TEXT UNDER STUDY:
=-=-=
Tracking poachers using turtle egg shells:-
Not as big as a rhino but just as endangered, turtles have a huge market for their goods. Turtle eggs are stolen and sold for huge money with one egg going for a whopping $150. Paso Pacifico, an environmental conservation organization has taken the initiative to safeguard these turtle eggs from being poached and sold. They proposed to use 3D printers to print fake eggs, equip them with GSM and mixing them with the real eggs so as to enable the authorities to track their movement and uncover the sellers and their markets.
Medicine and health care:-
While we are on the topic of turtles and their safety, here’s another usage of the 3D printer, that is soon to be adopted by almost all veterinary hospitals around the world.
The image displayed below is of Akut-3 a loggerhead sea turtle that got struck on the jaw by a boat’s propeller. It was rescued by an organization called Dekamer.
A CT Scan of his skull showed what needed to be done, and BTech Innovations a company that specializes in custom implants created this printed beak and jaw made out of titanium for the wounded turtle. Now, Akut-3 is swimming freely deep in the ocean with his almost perfect printed jaw.
Self Service Dentistry:-
From turtles onto humans, we go on to the case of one Mr. Amos Dudley, a digital design student from New Jersey who decided to implement all that he learned about his own treatment. Choosing not to wear braces as a child left Amos with a crooked smile. Being broke but having unlimited access to all the high-end equipment from his lab at college, Amos decided to take things into his own hands.
=-=-=
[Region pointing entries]

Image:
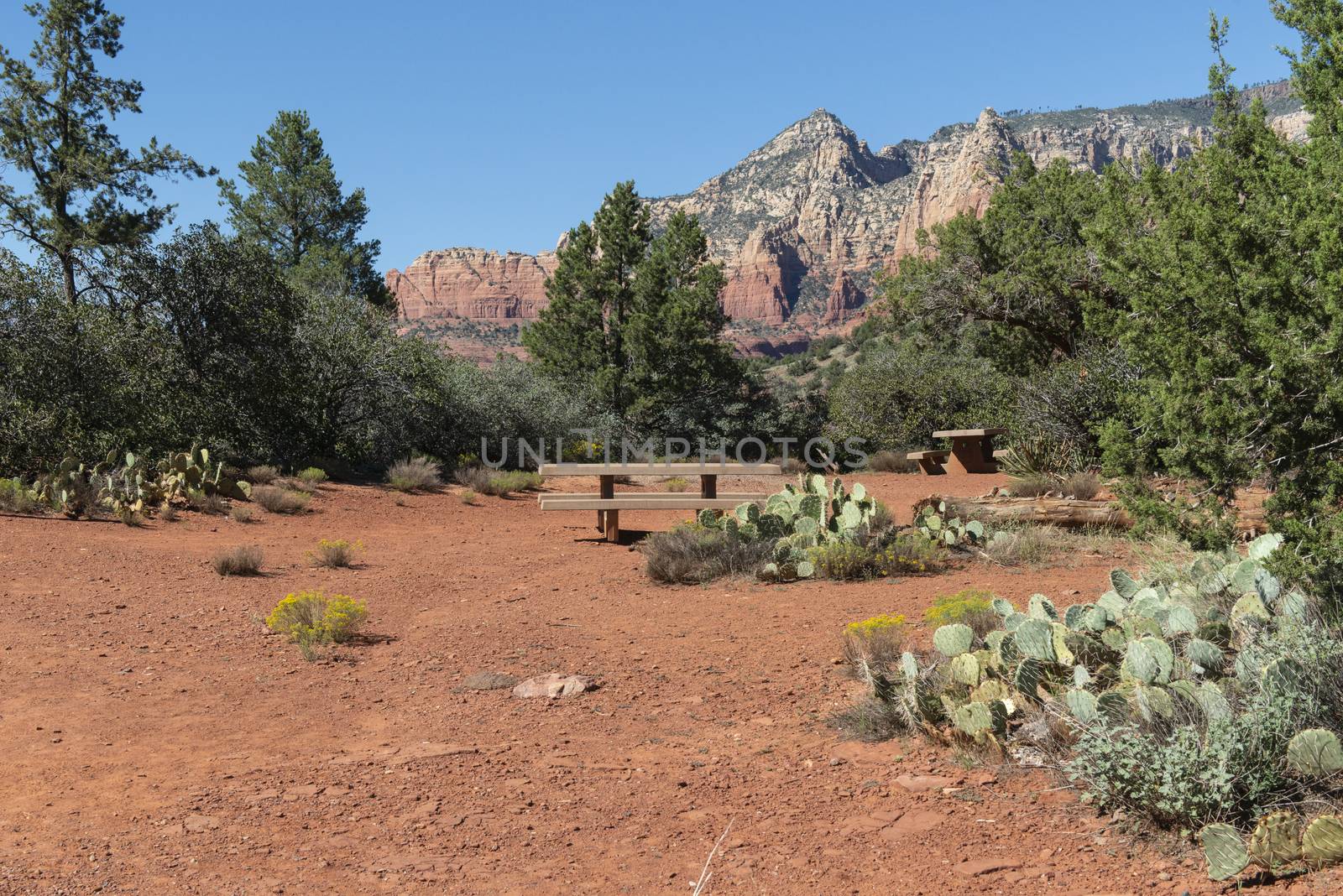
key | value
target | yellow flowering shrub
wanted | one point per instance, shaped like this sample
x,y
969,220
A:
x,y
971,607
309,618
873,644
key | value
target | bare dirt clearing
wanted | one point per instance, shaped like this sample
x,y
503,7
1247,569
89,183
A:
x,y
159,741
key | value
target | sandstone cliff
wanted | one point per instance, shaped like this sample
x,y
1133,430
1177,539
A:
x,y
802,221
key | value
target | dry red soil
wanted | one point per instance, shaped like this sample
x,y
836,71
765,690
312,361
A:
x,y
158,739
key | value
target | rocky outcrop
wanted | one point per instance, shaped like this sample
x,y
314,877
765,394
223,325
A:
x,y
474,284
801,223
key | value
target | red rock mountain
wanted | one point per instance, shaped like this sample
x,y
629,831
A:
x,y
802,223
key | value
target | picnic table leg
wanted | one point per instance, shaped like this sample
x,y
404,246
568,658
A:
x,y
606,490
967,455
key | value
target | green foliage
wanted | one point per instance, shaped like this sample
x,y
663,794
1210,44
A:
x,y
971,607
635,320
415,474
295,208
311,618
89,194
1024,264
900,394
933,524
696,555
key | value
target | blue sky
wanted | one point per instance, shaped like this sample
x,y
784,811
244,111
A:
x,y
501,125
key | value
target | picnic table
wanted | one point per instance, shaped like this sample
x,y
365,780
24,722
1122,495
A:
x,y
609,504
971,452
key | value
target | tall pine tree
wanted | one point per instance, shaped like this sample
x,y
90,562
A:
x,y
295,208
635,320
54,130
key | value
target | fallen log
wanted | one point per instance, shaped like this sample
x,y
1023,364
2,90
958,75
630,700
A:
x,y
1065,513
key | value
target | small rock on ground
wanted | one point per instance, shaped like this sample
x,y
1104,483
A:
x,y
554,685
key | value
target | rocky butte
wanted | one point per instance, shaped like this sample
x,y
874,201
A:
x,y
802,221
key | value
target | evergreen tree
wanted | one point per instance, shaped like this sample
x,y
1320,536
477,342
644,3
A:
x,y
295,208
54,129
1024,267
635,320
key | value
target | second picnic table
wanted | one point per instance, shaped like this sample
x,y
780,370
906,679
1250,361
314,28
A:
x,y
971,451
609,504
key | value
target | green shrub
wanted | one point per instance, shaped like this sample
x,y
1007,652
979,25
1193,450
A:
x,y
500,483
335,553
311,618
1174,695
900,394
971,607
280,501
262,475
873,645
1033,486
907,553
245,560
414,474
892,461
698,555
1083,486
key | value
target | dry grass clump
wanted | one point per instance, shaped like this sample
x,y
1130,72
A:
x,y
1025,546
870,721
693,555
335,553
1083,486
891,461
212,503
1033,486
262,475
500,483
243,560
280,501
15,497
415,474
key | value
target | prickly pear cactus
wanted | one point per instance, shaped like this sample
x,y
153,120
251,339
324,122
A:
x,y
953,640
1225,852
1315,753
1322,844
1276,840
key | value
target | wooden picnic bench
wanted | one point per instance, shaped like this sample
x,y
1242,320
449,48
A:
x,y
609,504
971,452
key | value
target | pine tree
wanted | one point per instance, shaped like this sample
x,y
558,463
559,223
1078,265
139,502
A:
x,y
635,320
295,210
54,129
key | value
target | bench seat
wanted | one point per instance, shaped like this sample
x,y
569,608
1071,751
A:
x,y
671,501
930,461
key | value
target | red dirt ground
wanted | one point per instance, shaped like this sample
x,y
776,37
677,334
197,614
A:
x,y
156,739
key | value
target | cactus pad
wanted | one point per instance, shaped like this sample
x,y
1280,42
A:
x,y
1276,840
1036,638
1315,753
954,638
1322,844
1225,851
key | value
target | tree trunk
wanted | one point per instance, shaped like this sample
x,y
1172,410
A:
=-=-=
Answer these questions about the 3D printing text:
1. How much can a single stolen turtle egg sell for?
2. What material was used for Akut-3's printed beak and jaw?
3. What was Amos Dudley a student of?

EXPECTED ANSWER:
1. $150
2. Titanium
3. Digital design